What is expected >> Rewrite the lines of the items below with "green glazed pottery" changed to "blue glazed ceramic" and everything else left as it is.

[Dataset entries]
* Start *

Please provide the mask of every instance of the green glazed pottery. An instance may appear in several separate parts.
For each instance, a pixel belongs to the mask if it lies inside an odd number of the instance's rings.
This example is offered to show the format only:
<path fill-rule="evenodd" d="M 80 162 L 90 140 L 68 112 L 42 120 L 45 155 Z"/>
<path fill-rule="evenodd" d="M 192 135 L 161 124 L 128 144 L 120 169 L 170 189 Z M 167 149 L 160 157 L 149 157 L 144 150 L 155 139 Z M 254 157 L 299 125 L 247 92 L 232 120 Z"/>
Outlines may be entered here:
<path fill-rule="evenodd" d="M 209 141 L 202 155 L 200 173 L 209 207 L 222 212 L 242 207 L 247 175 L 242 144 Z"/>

* End *

Solution below >>
Please provide the mask of every instance of the blue glazed ceramic. An instance may appear in several separate parts.
For each instance, a pixel belongs to the mask if it lies inside an odd number of the instance's rings.
This example is offered to show the format only:
<path fill-rule="evenodd" d="M 80 162 L 90 140 L 68 112 L 42 120 L 45 155 Z"/>
<path fill-rule="evenodd" d="M 192 135 L 161 124 L 128 144 L 120 169 L 170 189 Z M 167 149 L 160 157 L 149 157 L 144 150 L 155 139 Z M 254 157 L 299 125 L 247 92 L 232 120 Z"/>
Outlines may be entered here:
<path fill-rule="evenodd" d="M 209 141 L 202 155 L 200 173 L 209 207 L 222 212 L 242 207 L 247 175 L 242 144 Z"/>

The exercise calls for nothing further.